October 1, 1920 – Hazelhurst, New York
July 1, 1921 – Cheyenne, Wyoming
July 30, 1921 – Rock Springs, Wyoming
January 1,1922 – Cheyenne, Wyoming
February 1, 1922 – Rock Springs, Wyoming
April 16, 1925 – Cheyenne, Wyoming
June 1, 1925 – Hadley Field, New Jersey

Harry Chandler's airmail personnel file is filled with forced landing reports. Most of these were simply travel delays due to fog and bad weather. On August 5, 1925, he was forced down into an un-harvested oat field near Rupert, Pennsylvania at 11 p.m. to get his bearings in a fog bank. He thought he could find and follow the Susquehanna River to Sunbury Field. During takeoff, he could not quite clear the tree tops off of the river. Tree limbs jammed into the flying and landing wires, causing the aircraft to sharply bank down back into the river. Chandler was rescued and brought to the hospital by men who had witnessed the crash. He escaped with only a fractured nose, a slight fracture above his right eye and minor lacerations. While Chandler's wounds were being attended to, the mail was pulled out of the water and set out to dry before being re-sacked and sent on its way.
On January 28, 1926, Chandler and fellow pilot Shirley J. Short combined on to make a nighttime flying record. They flew the mail from Chicago to New York in 5 hours and 24 minutes, demolishing the old 7 hour, 30 minute record. Short flew the Chicago to Cleveland leg of the trip, and Chandler flew from Cleveland into New York.

++++

◆ **Explore the material**:
1. Rewrite the account of Harry Chandler's airmail career starting with "Harry Chandler's airmail" and going on through "on its way.", putting "wheat field" in place of "oat field".
2. In the account of Harry Chandler's airmail career, how long did the record nighttime mail flight from Chicago to New York take?
3. Continue the account of Harry Chandler's airmail career from where it stops.
You won't need the records for anything here.

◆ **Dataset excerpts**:

++++

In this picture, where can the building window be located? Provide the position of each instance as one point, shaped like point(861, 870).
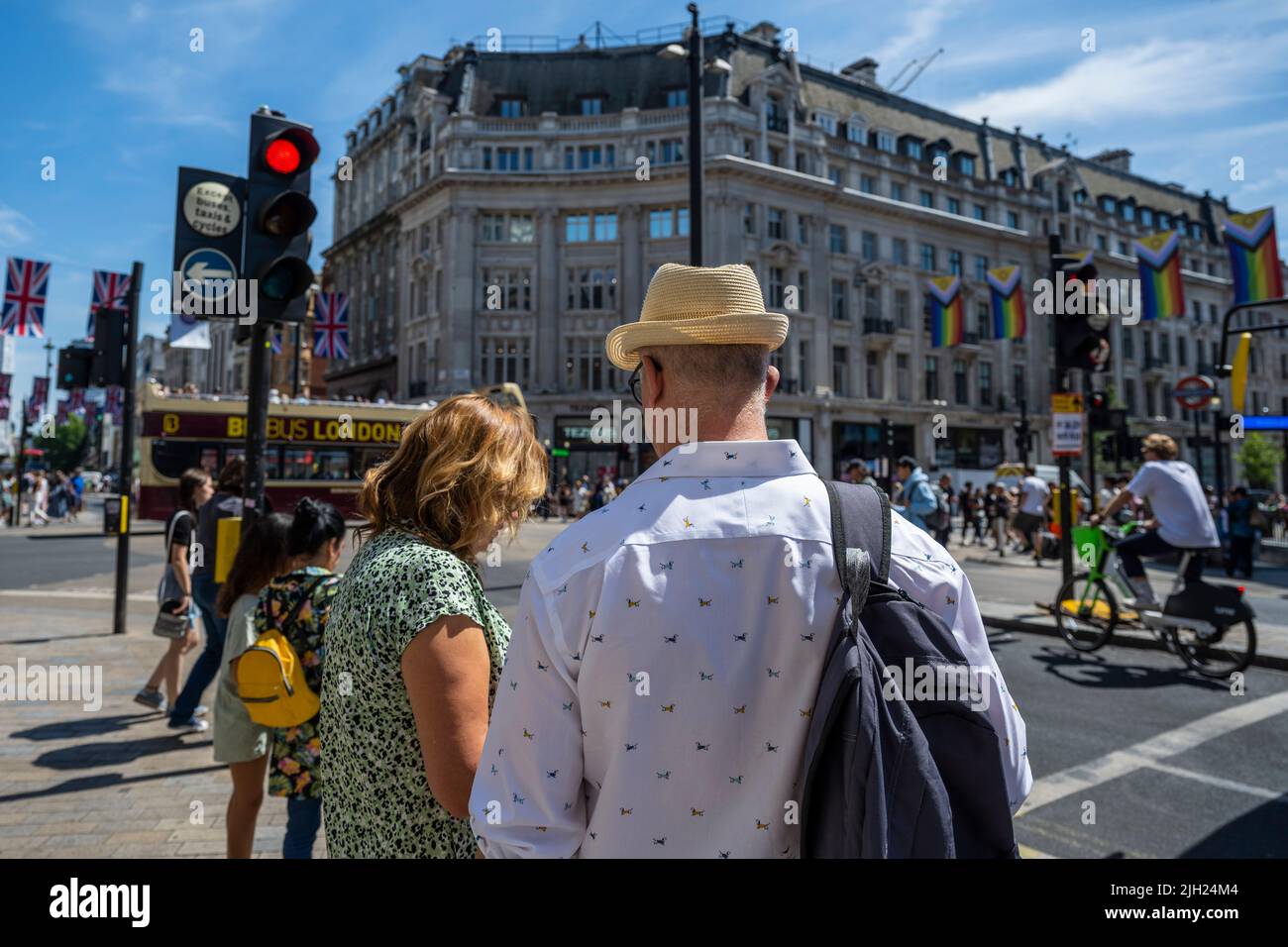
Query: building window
point(902, 377)
point(840, 368)
point(505, 359)
point(870, 247)
point(840, 299)
point(578, 228)
point(874, 373)
point(776, 287)
point(902, 309)
point(511, 106)
point(836, 239)
point(776, 228)
point(507, 289)
point(587, 368)
point(961, 392)
point(592, 289)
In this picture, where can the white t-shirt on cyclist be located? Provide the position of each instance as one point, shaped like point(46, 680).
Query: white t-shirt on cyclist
point(1176, 497)
point(1035, 493)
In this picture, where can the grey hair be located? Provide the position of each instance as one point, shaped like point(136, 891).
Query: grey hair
point(735, 371)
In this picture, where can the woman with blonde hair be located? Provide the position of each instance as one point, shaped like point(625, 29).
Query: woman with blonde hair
point(413, 646)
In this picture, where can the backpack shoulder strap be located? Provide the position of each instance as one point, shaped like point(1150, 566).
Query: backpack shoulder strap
point(861, 519)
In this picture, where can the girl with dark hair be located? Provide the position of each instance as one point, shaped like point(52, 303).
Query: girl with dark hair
point(193, 489)
point(185, 711)
point(239, 741)
point(299, 604)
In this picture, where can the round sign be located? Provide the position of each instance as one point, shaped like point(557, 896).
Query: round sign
point(211, 209)
point(1194, 392)
point(211, 269)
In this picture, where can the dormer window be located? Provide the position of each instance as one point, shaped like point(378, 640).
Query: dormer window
point(511, 106)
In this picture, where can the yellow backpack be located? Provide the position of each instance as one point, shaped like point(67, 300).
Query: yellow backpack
point(270, 677)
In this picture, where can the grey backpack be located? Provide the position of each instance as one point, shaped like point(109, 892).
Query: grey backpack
point(888, 777)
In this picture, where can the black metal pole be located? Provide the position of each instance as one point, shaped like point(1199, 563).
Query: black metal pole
point(295, 375)
point(127, 486)
point(695, 140)
point(257, 424)
point(17, 468)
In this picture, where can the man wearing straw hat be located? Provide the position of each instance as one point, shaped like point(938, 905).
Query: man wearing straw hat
point(662, 673)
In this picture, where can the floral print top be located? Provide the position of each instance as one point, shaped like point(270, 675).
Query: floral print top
point(295, 770)
point(377, 801)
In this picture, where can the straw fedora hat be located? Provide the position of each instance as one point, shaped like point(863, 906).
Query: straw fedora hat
point(698, 305)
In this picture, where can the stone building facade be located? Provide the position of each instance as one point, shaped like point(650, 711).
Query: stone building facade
point(505, 210)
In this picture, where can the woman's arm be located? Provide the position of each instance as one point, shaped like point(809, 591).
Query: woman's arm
point(446, 671)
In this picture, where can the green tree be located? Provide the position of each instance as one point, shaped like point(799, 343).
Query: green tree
point(1258, 459)
point(65, 449)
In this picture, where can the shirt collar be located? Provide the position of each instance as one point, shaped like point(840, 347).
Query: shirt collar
point(730, 458)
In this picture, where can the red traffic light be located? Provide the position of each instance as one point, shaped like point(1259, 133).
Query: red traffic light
point(290, 151)
point(282, 157)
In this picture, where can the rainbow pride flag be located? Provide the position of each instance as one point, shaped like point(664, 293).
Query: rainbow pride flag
point(947, 318)
point(1253, 256)
point(1162, 294)
point(1008, 298)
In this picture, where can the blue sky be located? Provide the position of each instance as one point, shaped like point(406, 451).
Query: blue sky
point(111, 90)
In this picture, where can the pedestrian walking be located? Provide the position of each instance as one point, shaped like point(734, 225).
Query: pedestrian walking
point(193, 489)
point(297, 604)
point(657, 693)
point(241, 742)
point(413, 633)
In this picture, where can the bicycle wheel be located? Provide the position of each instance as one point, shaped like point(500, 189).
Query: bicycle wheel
point(1218, 655)
point(1085, 612)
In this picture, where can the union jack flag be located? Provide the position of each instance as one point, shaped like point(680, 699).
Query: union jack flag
point(25, 291)
point(331, 326)
point(110, 291)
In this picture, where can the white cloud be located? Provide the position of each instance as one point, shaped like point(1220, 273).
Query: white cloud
point(14, 227)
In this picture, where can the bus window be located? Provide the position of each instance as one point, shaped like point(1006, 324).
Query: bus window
point(171, 458)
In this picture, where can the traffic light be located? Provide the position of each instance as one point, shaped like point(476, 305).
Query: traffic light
point(106, 368)
point(278, 214)
point(1082, 339)
point(73, 368)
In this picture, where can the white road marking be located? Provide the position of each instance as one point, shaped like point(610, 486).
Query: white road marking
point(1158, 748)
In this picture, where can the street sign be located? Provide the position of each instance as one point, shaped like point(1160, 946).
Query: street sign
point(210, 268)
point(211, 209)
point(1067, 425)
point(1194, 393)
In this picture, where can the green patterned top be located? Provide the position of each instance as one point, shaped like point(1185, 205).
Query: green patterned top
point(376, 801)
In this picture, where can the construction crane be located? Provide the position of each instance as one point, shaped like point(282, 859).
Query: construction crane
point(914, 73)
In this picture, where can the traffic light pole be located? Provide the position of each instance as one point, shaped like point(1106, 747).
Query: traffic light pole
point(1223, 369)
point(257, 424)
point(1060, 385)
point(127, 484)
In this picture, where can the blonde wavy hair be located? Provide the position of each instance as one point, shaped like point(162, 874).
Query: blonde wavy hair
point(462, 474)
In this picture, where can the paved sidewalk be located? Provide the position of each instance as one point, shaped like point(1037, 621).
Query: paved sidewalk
point(116, 781)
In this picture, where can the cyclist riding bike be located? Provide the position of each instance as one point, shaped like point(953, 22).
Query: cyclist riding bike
point(1181, 517)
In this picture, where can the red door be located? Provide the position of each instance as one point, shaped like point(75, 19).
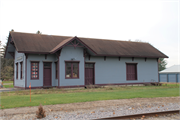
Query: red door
point(89, 74)
point(47, 74)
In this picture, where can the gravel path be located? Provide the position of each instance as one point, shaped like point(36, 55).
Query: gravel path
point(101, 109)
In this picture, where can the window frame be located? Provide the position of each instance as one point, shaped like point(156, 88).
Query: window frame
point(21, 70)
point(136, 77)
point(17, 70)
point(56, 70)
point(31, 70)
point(72, 69)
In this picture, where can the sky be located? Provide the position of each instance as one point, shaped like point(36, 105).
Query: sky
point(155, 21)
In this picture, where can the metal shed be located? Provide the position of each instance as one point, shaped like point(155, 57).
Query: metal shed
point(171, 74)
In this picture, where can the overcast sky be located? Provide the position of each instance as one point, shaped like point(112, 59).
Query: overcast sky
point(155, 21)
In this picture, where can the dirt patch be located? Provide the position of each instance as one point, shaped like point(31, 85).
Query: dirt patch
point(92, 105)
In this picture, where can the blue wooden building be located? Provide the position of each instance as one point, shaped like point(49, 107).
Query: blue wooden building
point(63, 61)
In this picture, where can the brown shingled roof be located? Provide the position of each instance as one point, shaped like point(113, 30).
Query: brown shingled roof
point(39, 43)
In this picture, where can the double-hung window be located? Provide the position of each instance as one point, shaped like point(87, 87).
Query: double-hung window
point(72, 69)
point(56, 70)
point(16, 70)
point(131, 71)
point(34, 70)
point(21, 72)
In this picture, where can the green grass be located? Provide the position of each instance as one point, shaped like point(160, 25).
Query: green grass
point(62, 96)
point(8, 82)
point(8, 86)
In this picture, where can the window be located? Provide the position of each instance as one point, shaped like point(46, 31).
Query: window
point(56, 70)
point(131, 71)
point(16, 70)
point(34, 70)
point(21, 63)
point(72, 69)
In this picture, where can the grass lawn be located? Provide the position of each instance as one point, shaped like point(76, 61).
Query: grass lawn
point(8, 86)
point(62, 96)
point(8, 82)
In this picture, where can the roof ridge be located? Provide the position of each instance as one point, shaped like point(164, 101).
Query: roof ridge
point(40, 34)
point(112, 40)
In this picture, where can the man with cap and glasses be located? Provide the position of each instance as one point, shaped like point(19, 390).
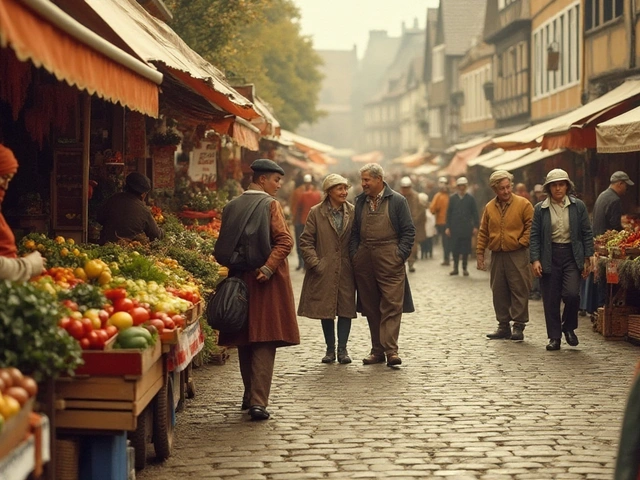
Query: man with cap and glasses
point(439, 206)
point(504, 230)
point(125, 215)
point(272, 319)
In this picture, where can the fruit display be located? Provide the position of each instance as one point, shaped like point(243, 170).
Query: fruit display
point(15, 391)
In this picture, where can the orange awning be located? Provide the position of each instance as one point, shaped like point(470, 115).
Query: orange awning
point(34, 38)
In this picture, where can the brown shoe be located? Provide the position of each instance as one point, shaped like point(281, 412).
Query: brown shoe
point(373, 358)
point(393, 360)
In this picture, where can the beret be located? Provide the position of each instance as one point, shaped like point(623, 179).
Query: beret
point(266, 165)
point(138, 183)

++++

◆ **Activity answers**:
1.
Harry Chandler's airmail personnel file is filled with forced landing reports. Most of these were simply travel delays due to fog and bad weather. On August 5, 1925, he was forced down into an un-harvested wheat field near Rupert, Pennsylvania at 11 p.m. to get his bearings in a fog bank. He thought he could find and follow the Susquehanna River to Sunbury Field. During takeoff, he could not quite clear the tree tops off of the river. Tree limbs jammed into the flying and landing wires, causing the aircraft to sharply bank down back into the river. Chandler was rescued and brought to the hospital by men who had witnessed the crash. He escaped with only a fractured nose, a slight fracture above his right eye and minor lacerations. While Chandler's wounds were being attended to, the mail was pulled out of the water and set out to dry before being re-sacked and sent on its way.

2. 5 hours and 24 minutes.

3.
Newspaper clipping of Harry A. Chandler's fatal airplane accident from the New York Times.
Chandler survived his years as an airmail pilot but died shortly after on September 18, 1927 while flying passengers on a sight-seeing trip out of Hadley Field, New Brunswick, New Jersey. Seven aboard, including Chandler, were killed and five more were injured in the crash. He had made five successful flights in the same ship that day. Department of Commerce inspectors concluded that the pilot had heroically tried to stretch his glide in order to get his passengers down safely. As a newspaper reported at the time, "Had Harry Chandler been flying alone on the night transcontinental mail, he would not have hesitated to 'set down' his Douglas mail plane in a forest. His thoughts this time were for the safety of his passengers."